• _Problem description_: Give an exact copy of every entry.

--- --- ---

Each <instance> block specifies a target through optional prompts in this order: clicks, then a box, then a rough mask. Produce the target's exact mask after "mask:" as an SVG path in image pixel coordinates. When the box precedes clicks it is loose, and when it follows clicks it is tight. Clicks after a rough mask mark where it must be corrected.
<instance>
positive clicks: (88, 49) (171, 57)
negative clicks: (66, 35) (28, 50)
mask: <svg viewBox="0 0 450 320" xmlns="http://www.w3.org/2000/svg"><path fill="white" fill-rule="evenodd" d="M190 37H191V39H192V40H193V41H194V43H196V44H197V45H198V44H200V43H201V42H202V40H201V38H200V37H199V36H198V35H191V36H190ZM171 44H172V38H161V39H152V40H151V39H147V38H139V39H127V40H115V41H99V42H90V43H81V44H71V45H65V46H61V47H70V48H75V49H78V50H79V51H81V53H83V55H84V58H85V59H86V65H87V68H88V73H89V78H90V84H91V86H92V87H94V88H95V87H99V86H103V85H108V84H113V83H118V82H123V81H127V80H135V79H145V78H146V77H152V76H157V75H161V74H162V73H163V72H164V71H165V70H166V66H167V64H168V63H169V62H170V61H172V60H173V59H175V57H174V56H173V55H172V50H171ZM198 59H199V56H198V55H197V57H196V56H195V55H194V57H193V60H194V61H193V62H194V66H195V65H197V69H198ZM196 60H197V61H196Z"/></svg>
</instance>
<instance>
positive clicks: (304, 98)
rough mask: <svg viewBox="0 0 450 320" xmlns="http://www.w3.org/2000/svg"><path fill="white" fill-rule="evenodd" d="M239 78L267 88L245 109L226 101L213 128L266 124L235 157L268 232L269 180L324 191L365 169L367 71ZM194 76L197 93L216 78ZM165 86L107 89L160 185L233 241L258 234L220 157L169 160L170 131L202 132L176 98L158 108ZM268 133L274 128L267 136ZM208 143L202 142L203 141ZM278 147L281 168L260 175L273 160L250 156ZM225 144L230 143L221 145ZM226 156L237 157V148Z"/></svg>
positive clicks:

--- --- ---

• _Solved problem_:
Each <instance> block specifies a target through optional prompts in this order: clicks, then a box, then a rough mask. Produce the target's exact mask after "mask:" as an SVG path in image pixel coordinates. When the box precedes clicks it is loose, and when it follows clicks it is tight. Clicks after a rough mask mark where it must be corrected.
<instance>
positive clicks: (88, 49) (171, 57)
negative clicks: (66, 35) (28, 50)
mask: <svg viewBox="0 0 450 320" xmlns="http://www.w3.org/2000/svg"><path fill="white" fill-rule="evenodd" d="M190 37H191V39H192V40H193V41H194V43H196V44H197V45H198V44H200V43H201V42H202V40H201V38H200V37H199V36H198V35H191V36H190ZM171 44H172V38H161V39H152V40H151V39H147V38H139V39H127V40H115V41H99V42H90V43H81V44H71V45H65V46H61V47H70V48H75V49H78V50H79V51H81V53H83V55H84V58H85V59H86V65H87V68H88V73H89V78H90V84H91V86H92V87H94V88H95V87H99V86H103V85H108V84H113V83H118V82H123V81H127V80H135V79H145V78H146V77H152V76H157V75H161V74H162V73H163V72H164V71H165V70H166V66H167V64H168V63H169V62H170V61H172V60H173V59H175V57H174V56H173V55H172V50H171ZM198 59H199V56H198V55H197V57H196V56H195V55H194V57H193V60H194V61H193V62H194V66H195V65H197V69H198ZM196 60H197V61H196Z"/></svg>
</instance>
<instance>
positive clicks: (304, 98)
rough mask: <svg viewBox="0 0 450 320" xmlns="http://www.w3.org/2000/svg"><path fill="white" fill-rule="evenodd" d="M239 78L267 88L245 109L226 101L213 128L266 124L235 157L268 232L269 180L324 191L365 169L367 71ZM194 76L197 93L216 78ZM165 86L107 89L160 185L233 241L258 234L220 157L169 160L170 131L202 132L176 98L158 108ZM268 133L274 128L267 136ZM208 143L202 142L203 141ZM278 147L281 168L260 175L273 160L250 156ZM225 144L230 143L221 145ZM226 156L237 157V148Z"/></svg>
positive clicks:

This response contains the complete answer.